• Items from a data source
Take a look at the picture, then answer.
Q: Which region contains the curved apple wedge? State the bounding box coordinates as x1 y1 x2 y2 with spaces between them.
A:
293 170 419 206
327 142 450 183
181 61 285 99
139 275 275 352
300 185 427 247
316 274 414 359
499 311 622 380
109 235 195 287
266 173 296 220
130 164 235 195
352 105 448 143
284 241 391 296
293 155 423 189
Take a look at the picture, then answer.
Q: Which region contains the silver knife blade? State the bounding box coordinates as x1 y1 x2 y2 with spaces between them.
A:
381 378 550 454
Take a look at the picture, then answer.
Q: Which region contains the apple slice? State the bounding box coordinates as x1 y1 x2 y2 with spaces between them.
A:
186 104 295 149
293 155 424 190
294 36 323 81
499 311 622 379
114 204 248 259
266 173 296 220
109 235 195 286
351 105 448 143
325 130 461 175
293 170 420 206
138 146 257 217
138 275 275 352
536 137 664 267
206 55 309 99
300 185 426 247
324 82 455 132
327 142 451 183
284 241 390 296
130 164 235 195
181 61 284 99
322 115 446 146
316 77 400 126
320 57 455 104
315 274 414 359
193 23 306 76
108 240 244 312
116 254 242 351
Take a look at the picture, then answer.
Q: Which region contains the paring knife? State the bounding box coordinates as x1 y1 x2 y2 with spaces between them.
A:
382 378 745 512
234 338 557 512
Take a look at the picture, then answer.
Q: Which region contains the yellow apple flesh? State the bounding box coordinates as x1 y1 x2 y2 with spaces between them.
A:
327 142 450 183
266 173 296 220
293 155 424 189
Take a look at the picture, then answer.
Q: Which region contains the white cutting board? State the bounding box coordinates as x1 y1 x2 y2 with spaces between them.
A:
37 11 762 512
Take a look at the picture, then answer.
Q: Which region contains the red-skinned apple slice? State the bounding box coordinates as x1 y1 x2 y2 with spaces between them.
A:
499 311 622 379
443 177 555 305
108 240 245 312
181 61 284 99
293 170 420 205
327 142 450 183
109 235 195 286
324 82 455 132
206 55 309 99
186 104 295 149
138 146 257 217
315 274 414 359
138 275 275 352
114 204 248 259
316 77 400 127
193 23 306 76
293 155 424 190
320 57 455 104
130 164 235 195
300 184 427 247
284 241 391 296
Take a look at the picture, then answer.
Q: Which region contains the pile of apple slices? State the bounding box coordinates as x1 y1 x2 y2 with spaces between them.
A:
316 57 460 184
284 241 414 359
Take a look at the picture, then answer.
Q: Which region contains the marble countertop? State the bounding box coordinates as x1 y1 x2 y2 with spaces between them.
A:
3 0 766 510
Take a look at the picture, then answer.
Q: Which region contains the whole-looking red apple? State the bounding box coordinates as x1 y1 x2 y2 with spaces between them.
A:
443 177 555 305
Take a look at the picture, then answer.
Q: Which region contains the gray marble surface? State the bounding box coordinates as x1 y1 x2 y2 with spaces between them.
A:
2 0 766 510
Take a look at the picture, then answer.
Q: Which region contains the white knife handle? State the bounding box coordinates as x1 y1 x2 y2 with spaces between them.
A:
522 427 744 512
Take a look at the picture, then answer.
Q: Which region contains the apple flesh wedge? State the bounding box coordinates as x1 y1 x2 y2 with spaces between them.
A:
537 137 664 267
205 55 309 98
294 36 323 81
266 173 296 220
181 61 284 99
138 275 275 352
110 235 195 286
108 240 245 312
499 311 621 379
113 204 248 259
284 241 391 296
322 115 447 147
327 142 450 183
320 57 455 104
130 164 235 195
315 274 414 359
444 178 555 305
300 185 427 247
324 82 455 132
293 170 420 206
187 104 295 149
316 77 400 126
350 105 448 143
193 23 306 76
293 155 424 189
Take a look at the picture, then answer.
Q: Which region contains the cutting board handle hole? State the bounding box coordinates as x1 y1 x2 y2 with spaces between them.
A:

• PROBLEM DESCRIPTION
Would you count the lines in the data that include the word "knife" and reply with only the number?

• SOLUTION BELOW
3